WHAT THIS TASK INVOLVES:
All records must be restated word for word.

THE DATA:
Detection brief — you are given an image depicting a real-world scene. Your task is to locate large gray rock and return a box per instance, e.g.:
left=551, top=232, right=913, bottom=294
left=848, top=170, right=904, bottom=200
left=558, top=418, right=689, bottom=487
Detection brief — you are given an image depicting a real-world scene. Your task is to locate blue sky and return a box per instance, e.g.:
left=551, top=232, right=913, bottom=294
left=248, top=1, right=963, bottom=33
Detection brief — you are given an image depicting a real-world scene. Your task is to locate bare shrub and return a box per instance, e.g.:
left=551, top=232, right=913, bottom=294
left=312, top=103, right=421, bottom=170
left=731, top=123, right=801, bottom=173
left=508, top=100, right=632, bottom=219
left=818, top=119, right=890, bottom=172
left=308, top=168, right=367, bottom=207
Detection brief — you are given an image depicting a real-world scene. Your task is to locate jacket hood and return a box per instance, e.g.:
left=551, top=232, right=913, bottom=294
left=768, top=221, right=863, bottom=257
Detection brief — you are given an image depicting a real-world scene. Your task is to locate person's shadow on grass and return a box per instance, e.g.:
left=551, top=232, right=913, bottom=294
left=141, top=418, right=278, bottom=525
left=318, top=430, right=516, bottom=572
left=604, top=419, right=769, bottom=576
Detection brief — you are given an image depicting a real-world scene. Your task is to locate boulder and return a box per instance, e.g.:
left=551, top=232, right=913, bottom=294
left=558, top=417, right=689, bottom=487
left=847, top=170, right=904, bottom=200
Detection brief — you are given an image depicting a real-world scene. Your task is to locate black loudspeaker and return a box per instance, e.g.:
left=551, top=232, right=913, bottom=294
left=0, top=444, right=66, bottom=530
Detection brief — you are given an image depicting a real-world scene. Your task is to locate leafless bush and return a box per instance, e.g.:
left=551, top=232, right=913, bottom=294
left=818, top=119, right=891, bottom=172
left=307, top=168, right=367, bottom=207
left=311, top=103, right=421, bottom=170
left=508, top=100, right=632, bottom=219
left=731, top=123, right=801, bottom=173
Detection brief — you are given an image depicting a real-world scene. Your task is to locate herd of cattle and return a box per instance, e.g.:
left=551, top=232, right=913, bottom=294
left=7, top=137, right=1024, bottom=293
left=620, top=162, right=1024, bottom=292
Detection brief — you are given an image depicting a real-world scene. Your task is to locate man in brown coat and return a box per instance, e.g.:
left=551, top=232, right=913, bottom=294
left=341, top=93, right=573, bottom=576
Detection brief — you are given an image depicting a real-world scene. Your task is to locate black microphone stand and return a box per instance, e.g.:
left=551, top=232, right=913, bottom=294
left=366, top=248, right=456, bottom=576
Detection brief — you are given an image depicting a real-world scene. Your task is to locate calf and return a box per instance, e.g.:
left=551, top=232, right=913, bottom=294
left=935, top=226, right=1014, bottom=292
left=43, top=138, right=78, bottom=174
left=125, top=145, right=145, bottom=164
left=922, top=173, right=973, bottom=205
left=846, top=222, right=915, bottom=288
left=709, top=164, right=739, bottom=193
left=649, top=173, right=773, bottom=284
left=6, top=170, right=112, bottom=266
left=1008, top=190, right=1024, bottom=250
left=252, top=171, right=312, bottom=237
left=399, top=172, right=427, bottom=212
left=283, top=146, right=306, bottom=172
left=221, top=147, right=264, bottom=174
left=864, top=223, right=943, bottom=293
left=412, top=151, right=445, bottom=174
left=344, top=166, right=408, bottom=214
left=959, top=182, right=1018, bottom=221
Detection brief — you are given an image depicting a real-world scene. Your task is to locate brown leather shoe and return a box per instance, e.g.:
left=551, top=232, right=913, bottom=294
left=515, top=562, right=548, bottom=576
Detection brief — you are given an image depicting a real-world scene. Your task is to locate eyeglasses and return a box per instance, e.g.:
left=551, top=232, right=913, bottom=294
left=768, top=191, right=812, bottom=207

RESULT:
Detection brief — you are given an image depicting a real-world scene. Your task is to locate large gray rock and return a box per instance, e.g.:
left=551, top=232, right=913, bottom=294
left=848, top=170, right=904, bottom=200
left=558, top=418, right=689, bottom=487
Detection brief — you are given an image depicting a real-world scene. Your task is to locate blue sky and return a box per instance, e.g.:
left=551, top=232, right=913, bottom=294
left=248, top=1, right=963, bottom=33
Detection brief — you are given an image depicting a real-world scene. Your task is to locate bare shrub and return a box per instance, e.g.:
left=551, top=232, right=913, bottom=294
left=312, top=103, right=421, bottom=170
left=731, top=123, right=801, bottom=173
left=508, top=100, right=632, bottom=219
left=818, top=119, right=890, bottom=172
left=308, top=168, right=367, bottom=207
Detection brief — you are given an image depicting a real-world scene. Your task is to locate jacket hood and return a box per instance, e.g.:
left=551, top=232, right=913, bottom=294
left=768, top=221, right=863, bottom=257
Detection brief — you are given an image depicting a real-world scene. Your task is to locate person's shadow on grass and return a box per instance, e.g.:
left=551, top=232, right=913, bottom=294
left=141, top=418, right=278, bottom=525
left=318, top=430, right=516, bottom=572
left=604, top=419, right=769, bottom=576
Detection brief — you are given an image depicting a real-world scene. Your task is to locate boulder and return a box per instance, e.g.:
left=551, top=232, right=913, bottom=294
left=558, top=417, right=689, bottom=487
left=847, top=170, right=904, bottom=200
Detection brief — you are given an image depicting a real-world scene. Your task is to locate black loudspeaker and return a box per instance, e.g.:
left=551, top=232, right=913, bottom=294
left=0, top=444, right=66, bottom=530
Detection brief — you are given an image depicting a real-world scene. Your task is to locate leafless bush and return a box per instance, e.g.:
left=551, top=232, right=913, bottom=294
left=818, top=119, right=891, bottom=172
left=307, top=168, right=367, bottom=207
left=311, top=103, right=421, bottom=170
left=508, top=100, right=632, bottom=219
left=731, top=123, right=801, bottom=173
Detection brief — you are given an image depicting a real-world scene. Your task is to locate herd of cattle and return a box per instance, e.g.:
left=551, top=232, right=913, bottom=294
left=7, top=137, right=1024, bottom=293
left=620, top=162, right=1024, bottom=292
Detection brief — you are given an image depicting a real-world scene. Your task is to locate man in brown coat and return a box per instance, e.g.:
left=551, top=232, right=913, bottom=294
left=341, top=93, right=573, bottom=576
Detection brief — you are given an image depicting a real-world scene. Your task is to locate black microphone stand and return a box per instance, e.g.:
left=551, top=232, right=913, bottom=294
left=366, top=248, right=456, bottom=576
Detection brief — you are given an image depicting a real-world scene. Your task is to locate calf and return a box per instance, e.g.:
left=551, top=232, right=913, bottom=294
left=935, top=226, right=1014, bottom=292
left=43, top=138, right=78, bottom=174
left=125, top=145, right=145, bottom=164
left=922, top=173, right=973, bottom=205
left=846, top=222, right=915, bottom=288
left=709, top=164, right=739, bottom=193
left=649, top=173, right=773, bottom=284
left=6, top=170, right=112, bottom=266
left=1008, top=190, right=1024, bottom=250
left=252, top=171, right=312, bottom=237
left=399, top=172, right=427, bottom=212
left=283, top=146, right=306, bottom=172
left=221, top=147, right=264, bottom=174
left=864, top=223, right=943, bottom=293
left=412, top=151, right=445, bottom=174
left=344, top=166, right=408, bottom=214
left=959, top=182, right=1018, bottom=221
Detection brief — you are given an image depicting a real-world scene. Your task is to locate brown leather shoe and return a box per instance, e.g.:
left=551, top=232, right=913, bottom=294
left=515, top=562, right=548, bottom=576
Detection brief — you are given an image depicting a real-world scene. Your task is to locate eyeglasses and return a box per instance, e.g.:
left=551, top=232, right=913, bottom=294
left=768, top=191, right=812, bottom=207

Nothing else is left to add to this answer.